> [The problem] Please restate each line of the data below exactly. Omit all images.

> [Source records]

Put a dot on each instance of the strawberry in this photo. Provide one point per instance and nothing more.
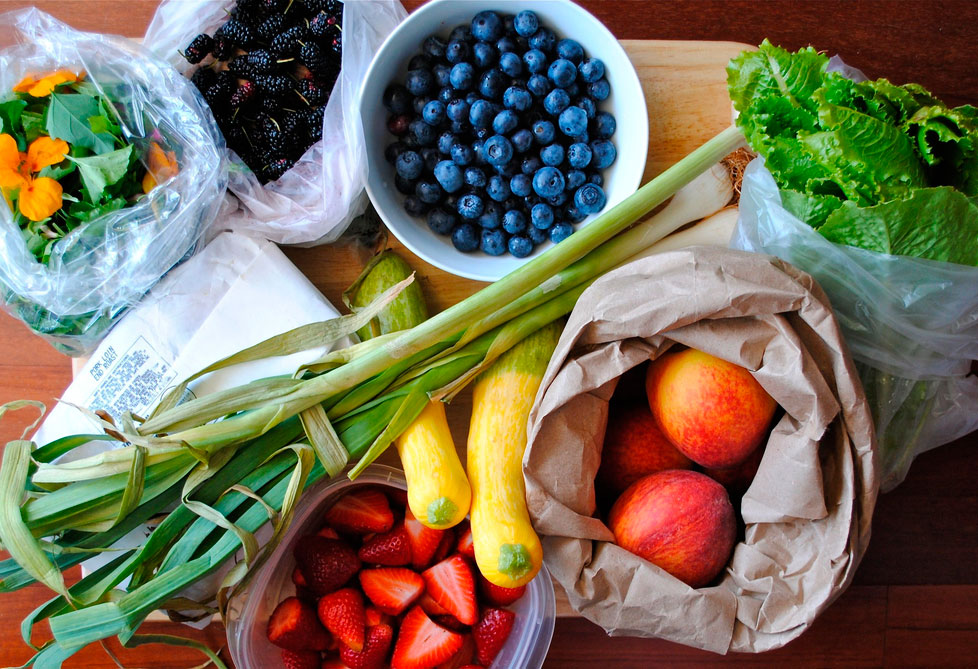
(391, 589)
(342, 613)
(497, 595)
(392, 549)
(293, 625)
(422, 643)
(424, 541)
(374, 653)
(450, 583)
(360, 512)
(465, 545)
(301, 659)
(491, 633)
(326, 564)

> [Answer to the problem]
Put a dot on each instance of the strawberry in this photo. Provide one point per instance and nothing more.
(391, 589)
(342, 613)
(497, 595)
(392, 549)
(293, 625)
(422, 643)
(424, 541)
(374, 653)
(450, 583)
(360, 512)
(465, 545)
(301, 659)
(491, 633)
(326, 564)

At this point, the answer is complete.